Records excerpted from a collection:
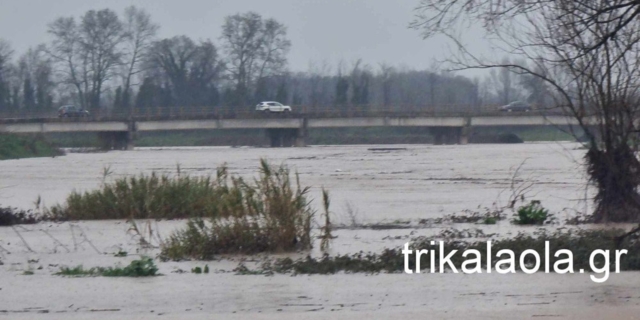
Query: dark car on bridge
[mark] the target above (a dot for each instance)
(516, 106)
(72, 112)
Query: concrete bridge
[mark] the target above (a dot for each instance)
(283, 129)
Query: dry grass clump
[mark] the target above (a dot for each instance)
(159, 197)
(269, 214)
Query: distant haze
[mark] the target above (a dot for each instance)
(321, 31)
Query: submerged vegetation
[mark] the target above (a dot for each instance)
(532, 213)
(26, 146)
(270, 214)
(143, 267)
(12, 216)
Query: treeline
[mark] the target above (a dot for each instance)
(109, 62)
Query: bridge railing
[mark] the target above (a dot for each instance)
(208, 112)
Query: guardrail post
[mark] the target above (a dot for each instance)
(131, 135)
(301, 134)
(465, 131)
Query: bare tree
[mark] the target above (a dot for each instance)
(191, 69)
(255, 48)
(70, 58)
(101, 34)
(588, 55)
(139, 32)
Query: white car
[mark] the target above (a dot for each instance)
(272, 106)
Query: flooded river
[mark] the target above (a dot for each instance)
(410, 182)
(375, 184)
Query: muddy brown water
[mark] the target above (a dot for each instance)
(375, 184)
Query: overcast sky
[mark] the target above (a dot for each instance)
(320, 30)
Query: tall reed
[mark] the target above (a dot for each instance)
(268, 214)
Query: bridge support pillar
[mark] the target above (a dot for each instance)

EXERCISE DIRECTIONS →
Restate each entry word for word. Omit every picture.

SOLUTION TO THE EXERCISE →
Query: dark car on bridge
[mark] the target above (a dot for each instance)
(516, 106)
(72, 112)
Query: concrete bridge
[mark] the target above (a dot for each instance)
(283, 129)
Query: dry grass clump
[mark] the target above (a dot for each instance)
(159, 197)
(269, 214)
Query: distant haze
[mark] the target above (a dot for each instance)
(321, 31)
Query: submerged vegetation
[mark] the target above (a dot for each instance)
(532, 213)
(26, 146)
(270, 214)
(143, 267)
(12, 216)
Query: treeline
[mark] the target above (a dot for each instance)
(109, 62)
Query: bridge railing
[mark] the target above (a dot for each instance)
(208, 112)
Query: guardrail post
[mark] the target above (a dot for each instance)
(131, 135)
(301, 134)
(465, 131)
Query: bare tree
[mark] the target above (a dot for each instance)
(191, 69)
(255, 48)
(70, 58)
(101, 34)
(588, 55)
(139, 32)
Query: white car
[mark] the target above (a dot for each instance)
(272, 106)
Query: flooded river
[mark] the target above (a dot for each instance)
(410, 182)
(375, 184)
Query: muddy brown water
[mark] the target above (a dot for each instance)
(375, 184)
Query: overcast sky
[mark] the target above (a dot for each instance)
(320, 30)
Query: tall reed
[mark] the target above (a dot for each instance)
(268, 214)
Query: bridge support pillar
[mark] the target above (a dot for each instance)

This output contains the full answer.